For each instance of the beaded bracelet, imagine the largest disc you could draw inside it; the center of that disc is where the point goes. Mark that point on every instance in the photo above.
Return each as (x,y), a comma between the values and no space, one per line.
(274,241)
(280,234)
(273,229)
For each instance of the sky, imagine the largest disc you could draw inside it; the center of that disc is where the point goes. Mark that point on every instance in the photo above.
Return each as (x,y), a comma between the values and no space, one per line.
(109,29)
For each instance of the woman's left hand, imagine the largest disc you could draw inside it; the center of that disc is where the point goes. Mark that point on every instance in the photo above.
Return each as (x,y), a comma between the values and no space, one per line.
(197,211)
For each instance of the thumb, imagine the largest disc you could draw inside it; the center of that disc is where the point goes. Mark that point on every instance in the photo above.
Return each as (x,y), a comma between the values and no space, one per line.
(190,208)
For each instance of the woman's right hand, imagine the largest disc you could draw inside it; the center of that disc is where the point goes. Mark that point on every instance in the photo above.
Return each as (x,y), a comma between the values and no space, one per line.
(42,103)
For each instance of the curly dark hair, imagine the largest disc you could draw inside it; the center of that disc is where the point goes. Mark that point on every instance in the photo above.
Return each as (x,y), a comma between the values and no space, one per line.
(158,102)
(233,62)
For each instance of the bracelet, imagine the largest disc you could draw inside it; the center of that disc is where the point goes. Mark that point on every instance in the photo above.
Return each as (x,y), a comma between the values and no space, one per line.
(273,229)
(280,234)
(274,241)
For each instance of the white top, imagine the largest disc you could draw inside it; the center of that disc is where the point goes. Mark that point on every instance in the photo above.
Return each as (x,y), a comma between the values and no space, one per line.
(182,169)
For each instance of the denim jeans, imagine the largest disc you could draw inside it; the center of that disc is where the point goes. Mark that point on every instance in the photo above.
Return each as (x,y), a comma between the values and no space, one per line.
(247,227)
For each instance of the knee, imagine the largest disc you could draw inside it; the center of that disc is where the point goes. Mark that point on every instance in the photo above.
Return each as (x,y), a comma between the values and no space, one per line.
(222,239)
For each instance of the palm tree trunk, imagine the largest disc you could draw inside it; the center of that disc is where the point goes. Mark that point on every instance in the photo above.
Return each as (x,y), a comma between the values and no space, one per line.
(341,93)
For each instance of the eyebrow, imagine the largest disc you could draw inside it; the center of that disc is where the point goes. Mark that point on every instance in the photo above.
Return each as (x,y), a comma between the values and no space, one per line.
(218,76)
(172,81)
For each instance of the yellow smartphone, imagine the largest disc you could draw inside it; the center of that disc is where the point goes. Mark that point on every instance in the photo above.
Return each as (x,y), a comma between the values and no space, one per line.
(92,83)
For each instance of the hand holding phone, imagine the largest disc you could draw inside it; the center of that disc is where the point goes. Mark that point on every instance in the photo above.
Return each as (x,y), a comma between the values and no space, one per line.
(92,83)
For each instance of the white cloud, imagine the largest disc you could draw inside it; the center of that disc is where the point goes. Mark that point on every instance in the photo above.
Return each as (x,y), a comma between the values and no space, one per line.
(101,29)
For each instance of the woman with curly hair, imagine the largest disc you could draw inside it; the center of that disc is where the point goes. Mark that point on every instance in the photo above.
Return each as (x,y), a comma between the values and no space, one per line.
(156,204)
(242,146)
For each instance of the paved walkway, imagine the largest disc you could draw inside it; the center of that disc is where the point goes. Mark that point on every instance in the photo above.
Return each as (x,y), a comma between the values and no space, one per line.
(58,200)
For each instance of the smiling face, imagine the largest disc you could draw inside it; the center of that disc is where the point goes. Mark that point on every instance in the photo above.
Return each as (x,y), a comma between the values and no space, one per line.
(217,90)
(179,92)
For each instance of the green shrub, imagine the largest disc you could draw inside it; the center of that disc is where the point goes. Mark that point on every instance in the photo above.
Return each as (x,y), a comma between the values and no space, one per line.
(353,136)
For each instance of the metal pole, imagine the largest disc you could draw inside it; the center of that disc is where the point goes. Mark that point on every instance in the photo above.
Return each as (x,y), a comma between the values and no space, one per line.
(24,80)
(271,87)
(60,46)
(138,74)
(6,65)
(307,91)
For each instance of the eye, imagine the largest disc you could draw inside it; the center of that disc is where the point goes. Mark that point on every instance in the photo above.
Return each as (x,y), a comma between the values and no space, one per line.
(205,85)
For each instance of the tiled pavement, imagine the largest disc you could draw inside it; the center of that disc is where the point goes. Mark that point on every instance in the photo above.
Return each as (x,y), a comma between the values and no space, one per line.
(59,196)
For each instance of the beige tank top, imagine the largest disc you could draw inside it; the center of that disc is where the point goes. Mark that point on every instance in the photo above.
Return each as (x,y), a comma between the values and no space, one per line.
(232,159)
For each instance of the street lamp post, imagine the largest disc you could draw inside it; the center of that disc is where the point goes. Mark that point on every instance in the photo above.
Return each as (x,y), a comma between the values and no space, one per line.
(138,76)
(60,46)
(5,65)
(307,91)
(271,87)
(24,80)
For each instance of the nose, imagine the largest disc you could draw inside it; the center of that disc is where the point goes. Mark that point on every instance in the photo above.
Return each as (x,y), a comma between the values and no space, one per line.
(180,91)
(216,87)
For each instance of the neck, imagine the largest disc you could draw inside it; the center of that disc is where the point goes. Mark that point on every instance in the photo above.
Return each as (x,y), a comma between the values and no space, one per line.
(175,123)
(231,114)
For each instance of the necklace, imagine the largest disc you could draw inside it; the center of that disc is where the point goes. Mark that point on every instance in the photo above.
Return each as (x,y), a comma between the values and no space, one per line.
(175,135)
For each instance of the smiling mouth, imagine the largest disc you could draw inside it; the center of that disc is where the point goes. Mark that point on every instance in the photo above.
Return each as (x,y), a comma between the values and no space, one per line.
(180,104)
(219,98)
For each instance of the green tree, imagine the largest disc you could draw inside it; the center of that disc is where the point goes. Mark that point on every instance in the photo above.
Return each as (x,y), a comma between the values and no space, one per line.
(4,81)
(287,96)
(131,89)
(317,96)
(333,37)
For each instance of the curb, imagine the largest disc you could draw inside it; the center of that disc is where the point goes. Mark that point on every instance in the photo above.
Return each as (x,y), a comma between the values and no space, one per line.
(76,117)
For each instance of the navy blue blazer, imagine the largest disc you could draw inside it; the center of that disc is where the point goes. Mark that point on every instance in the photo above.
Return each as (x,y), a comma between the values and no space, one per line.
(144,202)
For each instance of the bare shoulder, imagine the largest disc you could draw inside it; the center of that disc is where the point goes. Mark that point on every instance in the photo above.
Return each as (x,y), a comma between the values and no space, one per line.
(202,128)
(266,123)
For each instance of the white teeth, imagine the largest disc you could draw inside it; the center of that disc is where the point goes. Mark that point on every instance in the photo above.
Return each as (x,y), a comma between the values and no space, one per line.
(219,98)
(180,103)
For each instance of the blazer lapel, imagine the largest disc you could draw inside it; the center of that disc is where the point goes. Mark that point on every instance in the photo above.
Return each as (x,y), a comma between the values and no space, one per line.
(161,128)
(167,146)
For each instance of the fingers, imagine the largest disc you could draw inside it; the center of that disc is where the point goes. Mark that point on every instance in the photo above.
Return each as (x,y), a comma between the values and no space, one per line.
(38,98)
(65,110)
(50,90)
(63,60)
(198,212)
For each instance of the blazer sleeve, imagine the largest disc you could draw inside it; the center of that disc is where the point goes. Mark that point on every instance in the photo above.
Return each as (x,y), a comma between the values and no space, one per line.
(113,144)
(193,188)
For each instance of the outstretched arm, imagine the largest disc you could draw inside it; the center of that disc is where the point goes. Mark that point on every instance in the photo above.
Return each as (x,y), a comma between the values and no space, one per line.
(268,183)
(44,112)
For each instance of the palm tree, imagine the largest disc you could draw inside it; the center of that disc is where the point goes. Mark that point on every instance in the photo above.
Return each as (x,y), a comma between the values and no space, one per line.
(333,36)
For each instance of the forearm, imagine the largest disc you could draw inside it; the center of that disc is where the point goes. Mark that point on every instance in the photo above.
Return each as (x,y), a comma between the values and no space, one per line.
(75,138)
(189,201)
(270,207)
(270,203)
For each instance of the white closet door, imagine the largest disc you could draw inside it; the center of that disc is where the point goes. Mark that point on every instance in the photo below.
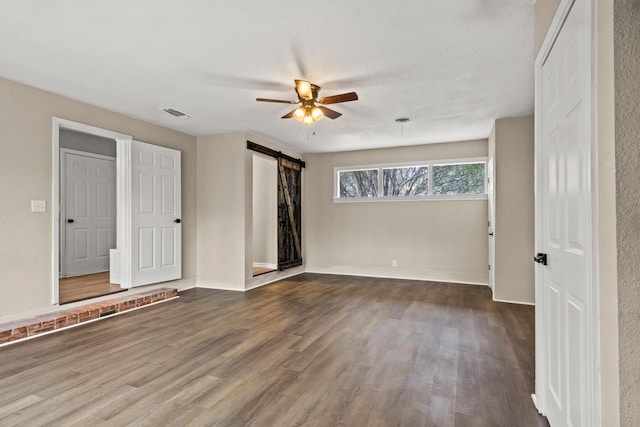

- - - - -

What the task asks: Count the lines in the records above that contain the string “curly”. Reply with the number alone.

Solved exercise: 2